>> Start
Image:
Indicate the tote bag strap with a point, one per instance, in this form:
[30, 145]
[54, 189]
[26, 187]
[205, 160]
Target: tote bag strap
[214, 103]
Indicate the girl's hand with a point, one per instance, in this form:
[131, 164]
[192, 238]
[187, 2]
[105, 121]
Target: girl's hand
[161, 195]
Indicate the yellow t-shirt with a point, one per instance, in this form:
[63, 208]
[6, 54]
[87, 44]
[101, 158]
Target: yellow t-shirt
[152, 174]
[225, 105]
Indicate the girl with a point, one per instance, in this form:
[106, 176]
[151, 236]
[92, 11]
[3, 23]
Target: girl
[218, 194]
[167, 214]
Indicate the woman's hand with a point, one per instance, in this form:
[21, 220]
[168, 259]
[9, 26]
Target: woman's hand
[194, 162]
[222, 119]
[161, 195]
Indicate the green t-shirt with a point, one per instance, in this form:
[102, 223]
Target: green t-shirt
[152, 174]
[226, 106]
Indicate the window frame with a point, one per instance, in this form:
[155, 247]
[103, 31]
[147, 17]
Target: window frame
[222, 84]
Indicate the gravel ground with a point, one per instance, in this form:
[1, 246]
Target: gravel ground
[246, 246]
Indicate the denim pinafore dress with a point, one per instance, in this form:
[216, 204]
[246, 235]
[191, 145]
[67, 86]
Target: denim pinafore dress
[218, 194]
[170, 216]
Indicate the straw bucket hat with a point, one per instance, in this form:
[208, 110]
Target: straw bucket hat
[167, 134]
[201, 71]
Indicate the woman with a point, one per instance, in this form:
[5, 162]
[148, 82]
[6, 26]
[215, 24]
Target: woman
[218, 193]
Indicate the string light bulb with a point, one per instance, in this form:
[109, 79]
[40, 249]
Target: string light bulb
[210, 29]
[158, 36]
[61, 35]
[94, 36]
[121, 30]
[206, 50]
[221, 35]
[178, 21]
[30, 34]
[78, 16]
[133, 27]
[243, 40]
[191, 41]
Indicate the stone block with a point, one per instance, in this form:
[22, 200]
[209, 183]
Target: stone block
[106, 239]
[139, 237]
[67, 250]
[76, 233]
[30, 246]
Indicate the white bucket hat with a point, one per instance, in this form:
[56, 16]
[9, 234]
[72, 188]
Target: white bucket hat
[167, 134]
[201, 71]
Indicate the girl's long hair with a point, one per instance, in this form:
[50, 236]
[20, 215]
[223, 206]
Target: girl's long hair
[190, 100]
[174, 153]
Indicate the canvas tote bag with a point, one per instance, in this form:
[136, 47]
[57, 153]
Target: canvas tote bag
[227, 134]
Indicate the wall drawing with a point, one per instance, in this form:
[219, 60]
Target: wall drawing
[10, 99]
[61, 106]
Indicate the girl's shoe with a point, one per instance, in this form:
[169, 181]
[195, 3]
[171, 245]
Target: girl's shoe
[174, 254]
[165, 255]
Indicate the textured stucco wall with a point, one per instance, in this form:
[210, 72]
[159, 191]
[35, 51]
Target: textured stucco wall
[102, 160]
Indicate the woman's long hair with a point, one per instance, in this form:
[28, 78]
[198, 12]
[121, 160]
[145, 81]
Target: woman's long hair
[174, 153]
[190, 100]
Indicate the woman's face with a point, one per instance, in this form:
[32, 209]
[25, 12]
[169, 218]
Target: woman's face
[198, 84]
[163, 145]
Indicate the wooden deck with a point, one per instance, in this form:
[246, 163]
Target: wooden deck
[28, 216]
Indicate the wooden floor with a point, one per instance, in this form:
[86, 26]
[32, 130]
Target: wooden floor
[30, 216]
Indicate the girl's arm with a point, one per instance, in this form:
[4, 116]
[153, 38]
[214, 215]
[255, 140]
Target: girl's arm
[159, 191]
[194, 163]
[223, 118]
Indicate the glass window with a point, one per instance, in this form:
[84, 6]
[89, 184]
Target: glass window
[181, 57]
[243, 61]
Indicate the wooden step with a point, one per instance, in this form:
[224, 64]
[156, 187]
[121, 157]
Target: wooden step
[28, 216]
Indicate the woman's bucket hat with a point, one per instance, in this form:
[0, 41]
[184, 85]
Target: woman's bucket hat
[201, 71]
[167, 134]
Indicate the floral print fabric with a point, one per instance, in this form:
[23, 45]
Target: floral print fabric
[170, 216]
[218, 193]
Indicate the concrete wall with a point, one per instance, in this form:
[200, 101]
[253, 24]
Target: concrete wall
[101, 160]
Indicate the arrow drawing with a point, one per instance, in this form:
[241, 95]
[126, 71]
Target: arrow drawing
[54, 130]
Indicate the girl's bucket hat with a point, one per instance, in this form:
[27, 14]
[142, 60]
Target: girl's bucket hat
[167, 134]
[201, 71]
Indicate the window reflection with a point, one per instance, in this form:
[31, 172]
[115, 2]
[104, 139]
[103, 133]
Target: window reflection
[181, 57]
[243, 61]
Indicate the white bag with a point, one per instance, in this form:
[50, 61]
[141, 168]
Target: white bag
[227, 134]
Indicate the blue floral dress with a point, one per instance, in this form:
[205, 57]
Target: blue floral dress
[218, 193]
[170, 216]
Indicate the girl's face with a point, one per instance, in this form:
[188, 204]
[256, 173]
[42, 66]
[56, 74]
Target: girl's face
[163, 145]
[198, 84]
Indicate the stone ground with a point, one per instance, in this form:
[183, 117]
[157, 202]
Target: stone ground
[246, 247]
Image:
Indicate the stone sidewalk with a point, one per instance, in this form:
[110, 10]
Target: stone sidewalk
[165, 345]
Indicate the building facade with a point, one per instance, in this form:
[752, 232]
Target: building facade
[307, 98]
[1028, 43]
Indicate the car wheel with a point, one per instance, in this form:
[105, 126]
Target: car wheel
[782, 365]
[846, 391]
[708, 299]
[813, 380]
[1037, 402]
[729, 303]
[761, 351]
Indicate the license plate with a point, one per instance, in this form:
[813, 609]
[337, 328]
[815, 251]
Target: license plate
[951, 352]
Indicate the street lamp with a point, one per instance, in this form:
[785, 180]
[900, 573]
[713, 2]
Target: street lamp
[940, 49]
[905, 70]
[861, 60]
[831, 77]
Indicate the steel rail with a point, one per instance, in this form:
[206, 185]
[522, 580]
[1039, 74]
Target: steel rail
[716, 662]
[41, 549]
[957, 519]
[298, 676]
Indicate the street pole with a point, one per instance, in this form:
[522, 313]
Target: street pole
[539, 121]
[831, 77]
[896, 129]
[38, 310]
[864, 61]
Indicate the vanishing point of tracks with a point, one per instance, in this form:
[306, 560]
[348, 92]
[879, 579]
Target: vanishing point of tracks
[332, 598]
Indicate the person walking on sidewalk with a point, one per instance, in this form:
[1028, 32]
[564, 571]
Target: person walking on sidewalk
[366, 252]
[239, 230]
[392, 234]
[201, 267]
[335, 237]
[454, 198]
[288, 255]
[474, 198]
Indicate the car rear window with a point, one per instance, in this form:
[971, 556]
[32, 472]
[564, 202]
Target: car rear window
>> End
§ **Exercise aim**: Return the listing above in its exact form.

§ **Output of the exercise**:
Image:
Indicate the tote bag strap with a point, one per instance, in this form:
[30, 145]
[54, 189]
[26, 187]
[205, 160]
Target: tote bag strap
[214, 103]
Indicate the girl's hand with a point, one per instance, in this form:
[131, 164]
[192, 238]
[187, 2]
[105, 121]
Target: girl's hand
[161, 195]
Indicate the yellow t-shirt with a point, one per instance, in this form:
[63, 208]
[6, 54]
[87, 44]
[101, 158]
Target: yellow t-shirt
[152, 174]
[225, 105]
Indicate the girl with a point, one per instance, in this form:
[106, 176]
[151, 236]
[92, 11]
[3, 23]
Target: girl
[218, 194]
[167, 214]
Indicate the woman's hand with a point, one per instance, in this form:
[21, 220]
[168, 259]
[9, 26]
Target: woman's hand
[194, 162]
[222, 119]
[161, 195]
Indicate the green t-shirt with a point, one per instance, in this form:
[102, 223]
Target: green t-shirt
[152, 174]
[226, 106]
Indicate the window frame with a point, one per instance, in this form:
[155, 247]
[103, 31]
[147, 17]
Target: window frame
[222, 84]
Indicate the gravel ground with a point, one per instance, in this form:
[1, 246]
Target: gravel ground
[246, 246]
Indicate the denim pinafore dress with a point, one per instance, in this form:
[216, 204]
[246, 235]
[191, 145]
[67, 86]
Target: denim pinafore dress
[218, 194]
[170, 216]
Indicate the straw bucket hat with a point, one per instance, in this form:
[208, 110]
Target: straw bucket hat
[167, 134]
[201, 71]
Indicate the woman with a point, one per instance, in this form:
[5, 162]
[148, 82]
[6, 26]
[215, 24]
Target: woman
[218, 193]
Indicate the string light bulb with a point, one per instance, in this form:
[109, 79]
[40, 249]
Target: string light bulb
[210, 29]
[158, 36]
[61, 35]
[94, 36]
[121, 30]
[206, 50]
[221, 35]
[178, 21]
[30, 34]
[78, 16]
[133, 27]
[243, 40]
[191, 41]
Indicate the stone block with a point, one per instance, in this form:
[22, 200]
[209, 183]
Target: stone block
[106, 239]
[139, 237]
[67, 250]
[76, 233]
[30, 246]
Indicate the white bucket hat with a point, one per instance, in this form:
[56, 16]
[9, 234]
[72, 188]
Target: white bucket hat
[167, 134]
[201, 71]
Indicate the girl's long hair with a point, one per instance, in this form:
[50, 236]
[20, 215]
[223, 206]
Target: girl's long hair
[190, 100]
[174, 153]
Indicate the canvas tote bag with a point, one per instance, in this form:
[136, 47]
[57, 153]
Target: canvas tote bag
[227, 134]
Indicate the wall drawing with a point, one per instance, in this form:
[219, 60]
Target: wall drawing
[10, 99]
[61, 106]
Indicate the girl's shoe with a point, one per instance, in this form:
[169, 181]
[195, 3]
[171, 245]
Target: girl's shoe
[174, 254]
[165, 255]
Indicate the textured stucco wall with a point, one per instance, in this form:
[210, 72]
[159, 191]
[35, 51]
Target: textured stucco wall
[102, 160]
Indicate the woman's long hair with a point, one per instance, in this form:
[28, 78]
[198, 12]
[121, 160]
[145, 81]
Target: woman's long hair
[174, 153]
[190, 100]
Indicate the woman's face with a point, one per instance, in this form:
[32, 209]
[25, 12]
[169, 218]
Target: woman's face
[198, 84]
[163, 145]
Indicate the wooden deck with a point, one per instance, in this form:
[246, 163]
Target: wooden deck
[28, 216]
Indicate the wooden floor with a point, one per instance, in this form:
[86, 26]
[32, 130]
Target: wooden floor
[30, 216]
Indicate the girl's arm with a point, one per instance, in this form:
[4, 116]
[153, 38]
[214, 215]
[255, 140]
Target: girl's arm
[159, 191]
[194, 163]
[223, 118]
Indicate the glass window with a point, one per instance, in this form:
[84, 6]
[89, 184]
Target: glass window
[181, 57]
[243, 61]
Indicate the wooden step with a point, one per instance, in this form:
[224, 64]
[156, 187]
[121, 157]
Target: wooden step
[28, 216]
Indicate the woman's bucket hat with a point, one per instance, in this form:
[0, 41]
[184, 85]
Target: woman's bucket hat
[201, 71]
[167, 134]
Indicate the floral print fabric with a point, one per instance, in this form:
[23, 45]
Target: floral print fabric
[170, 216]
[218, 193]
Indicate the concrete wall with a point, one per instance, in this form:
[200, 101]
[253, 24]
Target: concrete wall
[101, 160]
Indicate the arrow drawing with a point, one per instance, in this form:
[241, 95]
[126, 71]
Target: arrow drawing
[54, 130]
Indicate the girl's bucket hat with a point, one per instance, in this form:
[27, 14]
[142, 60]
Target: girl's bucket hat
[167, 134]
[201, 71]
Indicate the window reflection with a point, one per instance, in this form:
[31, 172]
[115, 2]
[104, 139]
[103, 133]
Target: window reflection
[181, 57]
[243, 61]
Indicate the white bag with a point, one per instance, in this form:
[50, 61]
[141, 168]
Target: white bag
[227, 134]
Indicate the blue floral dress with a point, one per instance, in this form:
[205, 57]
Target: blue floral dress
[218, 193]
[170, 216]
Indicate the girl's face with a point, one per instance, in this form:
[188, 204]
[256, 173]
[42, 66]
[56, 74]
Target: girl's face
[163, 145]
[198, 84]
Indicate the stone ground with a point, one per instance, in this form:
[183, 117]
[157, 202]
Target: stone ground
[246, 247]
Image:
Indicate the stone sidewalk with a point, one per instance, in this form:
[110, 10]
Target: stone sidewalk
[165, 345]
Indicate the building facade with a point, one per instance, in this form:
[752, 232]
Target: building facade
[307, 98]
[1028, 43]
Indicate the car wheel with a point, one per instance, in this form:
[105, 126]
Target: car wheel
[782, 365]
[846, 391]
[708, 299]
[813, 380]
[1037, 402]
[729, 303]
[761, 351]
Indicate the license plate with a point, one per instance, in this form:
[813, 609]
[337, 328]
[815, 251]
Target: license plate
[951, 352]
Indicate the street lamp with a point, one per instance, in this form:
[785, 180]
[900, 573]
[713, 2]
Target: street lamp
[940, 49]
[905, 70]
[861, 60]
[831, 77]
Indicate the steel rail with a point, one per instance, in this form:
[206, 185]
[522, 580]
[1039, 74]
Target: steel rail
[716, 662]
[41, 549]
[957, 519]
[298, 676]
Indicate the street pole with a point, one per instance, in this form:
[522, 313]
Target: street pole
[539, 121]
[831, 77]
[896, 129]
[38, 310]
[864, 61]
Indicate the vanishing point of tracks with a point, one per instance, in this form:
[306, 560]
[348, 92]
[879, 579]
Target: vanishing point of tracks
[332, 598]
Indicate the person walking on sidewalk with a point, one per instance, in this form:
[1028, 32]
[564, 571]
Target: person walking on sidewalk
[366, 252]
[239, 230]
[392, 234]
[201, 267]
[335, 237]
[454, 198]
[288, 255]
[474, 198]
Indicate the car rear window with a point, one per instance, in this form:
[971, 556]
[32, 472]
[564, 202]
Target: car rear window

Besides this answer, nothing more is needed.